§ EXERCISE MATERIALS
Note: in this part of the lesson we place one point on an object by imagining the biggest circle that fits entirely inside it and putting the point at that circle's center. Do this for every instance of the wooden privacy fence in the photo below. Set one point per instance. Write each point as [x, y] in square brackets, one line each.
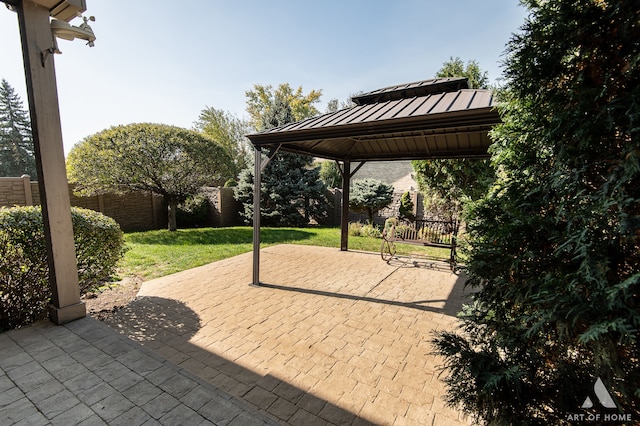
[133, 211]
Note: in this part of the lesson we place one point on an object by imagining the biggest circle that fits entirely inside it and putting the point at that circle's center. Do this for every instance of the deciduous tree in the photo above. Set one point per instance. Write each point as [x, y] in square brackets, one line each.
[165, 160]
[292, 192]
[370, 196]
[229, 132]
[453, 183]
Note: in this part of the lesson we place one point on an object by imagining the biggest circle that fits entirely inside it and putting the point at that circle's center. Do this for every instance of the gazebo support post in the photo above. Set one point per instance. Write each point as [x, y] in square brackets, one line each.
[344, 217]
[257, 182]
[35, 32]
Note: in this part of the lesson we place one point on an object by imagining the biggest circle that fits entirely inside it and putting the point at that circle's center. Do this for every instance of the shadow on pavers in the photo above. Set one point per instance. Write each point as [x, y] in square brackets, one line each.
[152, 322]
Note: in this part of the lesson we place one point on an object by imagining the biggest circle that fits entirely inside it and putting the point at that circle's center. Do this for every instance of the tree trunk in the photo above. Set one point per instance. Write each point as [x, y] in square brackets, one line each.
[172, 206]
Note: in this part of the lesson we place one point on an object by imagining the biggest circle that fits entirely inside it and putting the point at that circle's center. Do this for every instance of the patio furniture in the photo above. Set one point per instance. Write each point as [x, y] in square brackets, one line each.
[420, 232]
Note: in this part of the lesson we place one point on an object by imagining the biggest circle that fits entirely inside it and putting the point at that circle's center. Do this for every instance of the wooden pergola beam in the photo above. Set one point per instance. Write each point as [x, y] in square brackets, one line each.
[35, 33]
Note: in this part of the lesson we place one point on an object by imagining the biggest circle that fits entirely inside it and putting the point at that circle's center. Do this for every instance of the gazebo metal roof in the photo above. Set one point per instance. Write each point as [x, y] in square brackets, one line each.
[430, 119]
[440, 118]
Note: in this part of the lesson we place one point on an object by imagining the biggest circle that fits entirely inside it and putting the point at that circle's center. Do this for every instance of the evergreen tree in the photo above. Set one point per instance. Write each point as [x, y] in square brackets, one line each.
[556, 242]
[369, 196]
[292, 192]
[451, 183]
[16, 143]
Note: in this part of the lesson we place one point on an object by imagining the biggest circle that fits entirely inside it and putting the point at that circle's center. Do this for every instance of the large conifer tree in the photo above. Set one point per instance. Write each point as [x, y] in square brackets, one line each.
[16, 143]
[556, 242]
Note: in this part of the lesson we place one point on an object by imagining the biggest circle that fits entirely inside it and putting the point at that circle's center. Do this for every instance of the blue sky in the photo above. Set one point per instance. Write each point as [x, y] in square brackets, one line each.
[165, 61]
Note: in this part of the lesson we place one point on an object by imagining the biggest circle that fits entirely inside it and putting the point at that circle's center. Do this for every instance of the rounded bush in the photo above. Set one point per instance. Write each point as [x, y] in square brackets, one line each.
[194, 212]
[24, 288]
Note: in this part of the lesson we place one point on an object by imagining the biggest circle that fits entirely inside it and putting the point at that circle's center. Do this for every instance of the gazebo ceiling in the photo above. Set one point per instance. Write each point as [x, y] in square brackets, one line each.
[440, 118]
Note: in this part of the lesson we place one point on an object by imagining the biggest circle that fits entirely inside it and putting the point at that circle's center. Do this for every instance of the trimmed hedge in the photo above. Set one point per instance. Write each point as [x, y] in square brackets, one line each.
[24, 287]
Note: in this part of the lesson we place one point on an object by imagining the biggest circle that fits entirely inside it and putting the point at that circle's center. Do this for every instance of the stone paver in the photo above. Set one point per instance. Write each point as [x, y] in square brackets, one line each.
[330, 337]
[97, 376]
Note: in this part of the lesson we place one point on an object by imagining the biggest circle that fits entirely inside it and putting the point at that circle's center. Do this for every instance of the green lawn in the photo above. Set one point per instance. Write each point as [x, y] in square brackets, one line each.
[153, 254]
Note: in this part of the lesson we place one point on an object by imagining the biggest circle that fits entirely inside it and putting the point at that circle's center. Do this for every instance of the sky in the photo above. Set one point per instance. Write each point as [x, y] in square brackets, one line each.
[161, 61]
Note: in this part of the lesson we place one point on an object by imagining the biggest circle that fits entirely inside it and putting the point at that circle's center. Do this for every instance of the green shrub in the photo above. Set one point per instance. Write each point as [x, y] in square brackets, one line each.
[406, 207]
[357, 229]
[24, 288]
[193, 212]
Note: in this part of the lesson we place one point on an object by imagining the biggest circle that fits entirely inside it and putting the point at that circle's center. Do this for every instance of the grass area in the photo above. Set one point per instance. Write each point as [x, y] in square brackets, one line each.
[153, 254]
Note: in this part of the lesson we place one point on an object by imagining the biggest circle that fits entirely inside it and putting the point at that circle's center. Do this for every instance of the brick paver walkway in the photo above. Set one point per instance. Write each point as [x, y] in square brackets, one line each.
[330, 338]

§ WORK REQUEST
Rewrite the data above exactly as given, but omit the images.

§ RESULT OF THE TASK
Note: in this part of the lesson we place one point on an object by imagining the biggest circle that fits entirely inside it and putting the point at that circle's center. Do this for every instance of the wooden privacy fence in the photo below. Set one point per instance. Write each point as [x, y] in square brackets, one line each.
[133, 211]
Note: in this part of the lesson we place one point on an object by imagining the biggest circle that fits entirely inside it and putting the point at that circle's center. Do this for every instance of the deciduous tree in the photo above. Set one point per instance. Write each point as [x, y] in square brackets, one line each.
[165, 160]
[292, 192]
[370, 196]
[229, 132]
[453, 183]
Note: in this part of the lesson we place one point on an object by imagining the biggest circle that fits entirely inside it and putting the point at that circle's center. Do this for every instance of the gazebo support post in the photo above. Set one point per instance. Write each point as [x, y] in square brackets, one line each.
[344, 217]
[257, 182]
[35, 32]
Note: in this part of the lesson we place one point on an object by imagining the biggest circle that fits entirely inside it and putting the point at that circle's center. Do this for every instance of the shadow on pavers in the photo above. Set one point per instance. Write each point as [x, y] in square brackets, one line each.
[152, 322]
Note: in this part of the lesson we place one point on an object by imagining the biggest circle that fits entirely inside it and putting the point at that circle's center. Do this for every instance of the tree trunk in the photo above. Set one point per instance. Write each point as [x, y] in square brackets, one line each.
[172, 206]
Note: in this part of the lesson we place one point on an object by imagining the biggest circle that fits entirely inside it and putting the point at that circle's center. Do this for every instance of the patio furniture in the photo above. Set one point per instance. Write each point as [x, y] in square brackets, one line each.
[420, 232]
Note: in this part of the lesson we place one point on an object by imagining the biggest circle that fits entirely inside it and putting the point at that circle's center. Do this for every instance of the wooden pergola beam in the photo above. Set one point per instance. Write each point as [x, y] in square brackets, one line each.
[35, 33]
Note: in this part of the lesson we place one point on an object by imagining the biggest circle that fits entirely inside it and putting the point at that circle's center. Do this for every instance of the gazebo metal roof in the photo above. Set one point per instance. Write each point as [x, y] in square brackets, one line each.
[430, 119]
[440, 118]
Note: in this part of the lesson we place one point on an object by imagining the biggest circle that fits entirely inside it and putting the point at that circle's center. Do this for every instance of the evergreen tree in the photo above. Set one point per instance. Write each point as [x, y] in square brackets, one line each.
[556, 242]
[369, 196]
[292, 192]
[451, 183]
[16, 143]
Note: in this part of the lesson we place one point on an object by imagining the biggest circle that fits entirely inside it and putting the point at that circle's center. Do this for every instance of the large conifer tree in the photo above. Set one point per instance. Write each point as [x, y] in square brackets, one line each.
[16, 143]
[556, 242]
Note: in this part of the lesson we place one point on an object by imagining the biggest circle that fits entirely inside it and putting the point at that circle's center. Do this for every instance of the blue sky in the photo above. Set one point per instance. Write each point as [x, y] in square brackets, one line each.
[165, 61]
Note: in this part of the lesson we place one point on an object by imagining the biggest circle that fits entirely inside it and putting the point at that circle's center. Do this for every instance of the rounded bush in the photo above. Set one point per instance. Write each point as [x, y] in square brackets, one line each.
[194, 212]
[24, 288]
Note: in this part of the lesson we place one point on an object by imagining the biggest circle that fits entirely inside it and putting the point at that circle's center. Do this for every instance of the gazebo ceiling in the photo above. Set one point per instance. Write each point as [x, y] in square brackets, one line each.
[440, 118]
Note: in this part of the lesson we place one point on an object by imagining the biggest circle that fits entirely inside it and putting the point at that circle's center. Do this for every instance of the trimmed hedge in the photo above. Set one point per instance. Write each point as [x, y] in square brackets, one line each.
[24, 287]
Note: in this part of the lesson we place one point on an object by imagining the biggest circle that fits entirely inside it and putting the point at that circle's center. Do this for every instance of the stone paver in the photo above. Set one point per instance. Write each point as [x, y] in square brackets, one line each.
[330, 337]
[97, 376]
Note: in this part of the lesson we place one point on an object by imagining the biggest circle that fits entirely inside it and putting the point at that circle's center. Do this for every instance of the green lawn in the photo above. Set one point per instance. Write each point as [x, y] in square brackets, one line each.
[153, 254]
Note: in this part of the lesson we place one point on an object by imagining the biggest circle that fits entirely inside it and putting the point at that circle's center. Do this for every instance of the sky in the photo above. Set one point per instance. Write each point as [x, y] in square brackets, one line each.
[161, 61]
Note: in this part of the lesson we place one point on an object by imagining the biggest circle that fits entirely inside it and putting the point at that circle's center. Do this for every instance of the green shrub in the photo above. Set one point per instance. Write each point as [x, y] in square brackets, one line each.
[406, 207]
[357, 229]
[24, 288]
[193, 212]
Note: in this part of the lesson we place one point on an object by imagining the biggest circle that fits entirely inside it and putting the point at that circle's center. Do this for every instance of the grass area in the photo above. Set one point per instance. Write each point as [x, y] in square brackets, one line each.
[153, 254]
Note: in this part of the lesson we place one point on an object by imagining the biggest circle that fits entirely inside it and putting the point at that circle's center. Do this for every instance of the brick paver walkway in the photo above. Set one point per instance. Write each point as [x, y] in square brackets, one line each.
[330, 338]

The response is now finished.